== Document extract ==
You might have regrets later in life for giving up now. I see hurts, pains, and difficulties as a part of life, our journey. Avoiding them means that you’re not growing and learning how to cope. I’m so sorry that you feel as if all people leave. Being invested in others brings us joy and contentment. I’d rather experience the joy and eventually lose it than to never experience the joy at all. You’re committing yourself to a lifetime of assured loneliness. Are you sure that’s what you desire? Let go of the past and embrace today for it’s possibilities!

thatjuanguy profile image
thatjuanguy

I don’t feel like people leave I watch them go my best friend of 10 years who is like a brother to me doesn’t even talk to me anymore because his girlfriend doesn’t like me. And I’ve dealt with pain and loneliness and one of them is much easier to handle than the other for me anyway. And I don’t want to give up on this person but it just doesn’t feel like they are as into it as I am.

MsGelfling1 profile image
MsGelfling1

My question, exactly. My hubby left when I first was diagnosed with MS because he couldn't stand to see me suffer. Liar. I wish I could be there for you, and you there for me. I don't trust anyone either.

thatjuanguy profile image
thatjuanguy in reply to MsGelfling1

I’m sorry to hear that he should have wanted be there for you and if he really didn’t want you to suffer he wouldn’t have left because I know that was probably worse than the MS

ReardenSt33l profile image
ReardenSt33l

Wowow I deal with the same things. I forgot what being in a relationship was like because I’ve been (purposefully) out of the dating game for the past 2 years. I recently started seeing someone and I’m overthinking every little detail. When we see each-other in person everything is great and I’m really happy, but then when we aren’t together I overthink every text and wonder if he’s seeing someone else at any given moment.

My advice to you is to turn your phone off (if possible). Yesterday I turned my phone off for 12 hours and I felt so relieved - my thoughts were more calm and I wasn’t thinking so much. Also, more importantly, is to keep an open dialogue with the other person. Let them know what you deal with and how their actions (or lack of actions) may negatively affect you.

Please let me know if either of these tactics help you or are useful :)

thatjuanguy profile image
thatjuanguy in reply to ReardenSt33l

I see your 2 years and raise you 5 more. Lol and it’s exactly like that we were together it’s perfect but I don’t see her often be cause she cancels more plans than she follows through with and that sucks more and more every time. Talking about sounds like a good idea though I’m not good at talking especially about my issues

ReardenSt33l profile image
ReardenSt33l in reply to thatjuanguy

I really wish you the best man! I totally forgot how difficult relationships are.

== Task instructions ==
a - Answer these questions about the forum thread:
(i) How long had thatjuanguy's best friend been his friend?
(ii) When did MsGelfling1's husband leave?
(iii) For how many hours did ReardenSt33l turn off the phone?
b - Repeat the part of the forum thread that starts at the words "My advice to" and stops after the words "negatively affect you.", reproducing it word for word.
c - Pick up the forum thread about loneliness and relationships after its final post and continue it.

== Supplied records ==
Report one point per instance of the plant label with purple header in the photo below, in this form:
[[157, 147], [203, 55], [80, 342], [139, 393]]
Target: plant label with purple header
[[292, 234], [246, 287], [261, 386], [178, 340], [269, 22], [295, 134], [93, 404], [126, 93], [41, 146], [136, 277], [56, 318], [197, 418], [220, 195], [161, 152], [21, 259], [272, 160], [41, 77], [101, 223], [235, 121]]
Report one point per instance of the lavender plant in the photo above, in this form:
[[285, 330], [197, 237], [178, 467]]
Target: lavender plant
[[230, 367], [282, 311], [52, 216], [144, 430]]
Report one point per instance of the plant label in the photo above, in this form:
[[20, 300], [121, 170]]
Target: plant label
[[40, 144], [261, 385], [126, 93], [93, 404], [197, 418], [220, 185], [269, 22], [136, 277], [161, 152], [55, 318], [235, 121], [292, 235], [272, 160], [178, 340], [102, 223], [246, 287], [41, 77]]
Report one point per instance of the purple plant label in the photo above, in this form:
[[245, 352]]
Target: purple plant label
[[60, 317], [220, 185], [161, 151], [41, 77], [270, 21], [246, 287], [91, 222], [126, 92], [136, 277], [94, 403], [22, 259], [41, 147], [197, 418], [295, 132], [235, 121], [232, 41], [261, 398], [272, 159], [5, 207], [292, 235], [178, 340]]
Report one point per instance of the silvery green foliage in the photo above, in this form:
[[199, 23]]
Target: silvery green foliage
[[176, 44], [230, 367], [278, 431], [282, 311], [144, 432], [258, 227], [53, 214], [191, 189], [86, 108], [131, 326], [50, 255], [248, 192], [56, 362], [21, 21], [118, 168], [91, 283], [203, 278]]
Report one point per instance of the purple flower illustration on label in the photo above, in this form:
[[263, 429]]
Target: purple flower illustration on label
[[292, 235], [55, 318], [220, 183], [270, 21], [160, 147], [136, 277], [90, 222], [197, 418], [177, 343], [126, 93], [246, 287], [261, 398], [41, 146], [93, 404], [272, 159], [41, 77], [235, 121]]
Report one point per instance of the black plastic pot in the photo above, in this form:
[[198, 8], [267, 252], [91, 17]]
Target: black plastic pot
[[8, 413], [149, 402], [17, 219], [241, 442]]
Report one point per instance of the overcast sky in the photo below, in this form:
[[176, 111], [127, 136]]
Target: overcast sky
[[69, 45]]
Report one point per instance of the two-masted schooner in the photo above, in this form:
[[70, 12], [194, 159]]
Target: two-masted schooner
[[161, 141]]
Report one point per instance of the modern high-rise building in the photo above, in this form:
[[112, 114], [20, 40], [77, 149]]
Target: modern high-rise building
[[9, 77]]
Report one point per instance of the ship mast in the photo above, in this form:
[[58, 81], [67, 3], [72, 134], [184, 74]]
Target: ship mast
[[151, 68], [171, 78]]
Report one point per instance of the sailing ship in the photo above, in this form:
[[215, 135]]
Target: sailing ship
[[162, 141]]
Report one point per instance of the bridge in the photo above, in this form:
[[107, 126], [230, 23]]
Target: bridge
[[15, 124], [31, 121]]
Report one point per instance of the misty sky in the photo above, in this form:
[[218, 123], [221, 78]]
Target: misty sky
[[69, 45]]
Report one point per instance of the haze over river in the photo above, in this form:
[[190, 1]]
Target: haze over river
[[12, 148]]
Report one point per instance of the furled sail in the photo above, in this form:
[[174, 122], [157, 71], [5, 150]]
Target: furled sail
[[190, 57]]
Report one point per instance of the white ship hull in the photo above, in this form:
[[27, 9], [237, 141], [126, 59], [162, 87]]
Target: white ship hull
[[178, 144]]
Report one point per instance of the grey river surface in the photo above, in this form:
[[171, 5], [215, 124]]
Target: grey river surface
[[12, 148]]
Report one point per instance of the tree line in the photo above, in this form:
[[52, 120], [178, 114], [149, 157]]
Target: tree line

== Written responses ==
a -
(i) His best friend had been his friend for 10 years.
(ii) He left when she was first diagnosed with MS.
(iii) ReardenSt33l turned the phone off for 12 hours.

b -
My advice to you is to turn your phone off (if possible). Yesterday I turned my phone off for 12 hours and I felt so relieved - my thoughts were more calm and I wasn’t thinking so much. Also, more importantly, is to keep an open dialogue with the other person. Let them know what you deal with and how their actions (or lack of actions) may negatively affect you.

c -
But being open is your best best. My best relationship was built off of open discussions and I was finally able to trust the other person.

ReardenSt33l profile image
ReardenSt33l in reply to thatjuanguy

Also, if you need to vent to a stranger, feel free to pm me.

SummerW profile image
SummerW

I'm sorry that you're having a hard time. I definitely understand the struggle with trust. I just heard something the other day that has stuck with me..."When I say that I don't trust anyone, what I'm really saying is that I don't trust myself to be able to handle whatever they might do to hurt me." People are going to mess up. They are going to disappoint and hurt us and we will, too. We have to have the tools to handle it when it does happen. It helps me to know that even though it hurt so much, I did survive. I did handle it and I'm a little stronger now. I write in a notebook a lot. It helps me get thoughts out of my head and onto paper so I can process them. Maybe that would help you sort through the conflicting thoughts that you're having. I hope you're having a better day.

thatjuanguy profile image
thatjuanguy in reply to SummerW

And that’s the problem I really don’t trust myself if this goes bad especially if it goes the same way again I just wait for disappointment and hurt I expect it from everybody and I can and have pushed through a lot things but relationships gone bad are different I don’t know I don’t like a lot people to begin with so when I find people I actually like especially dating wise I get too attached.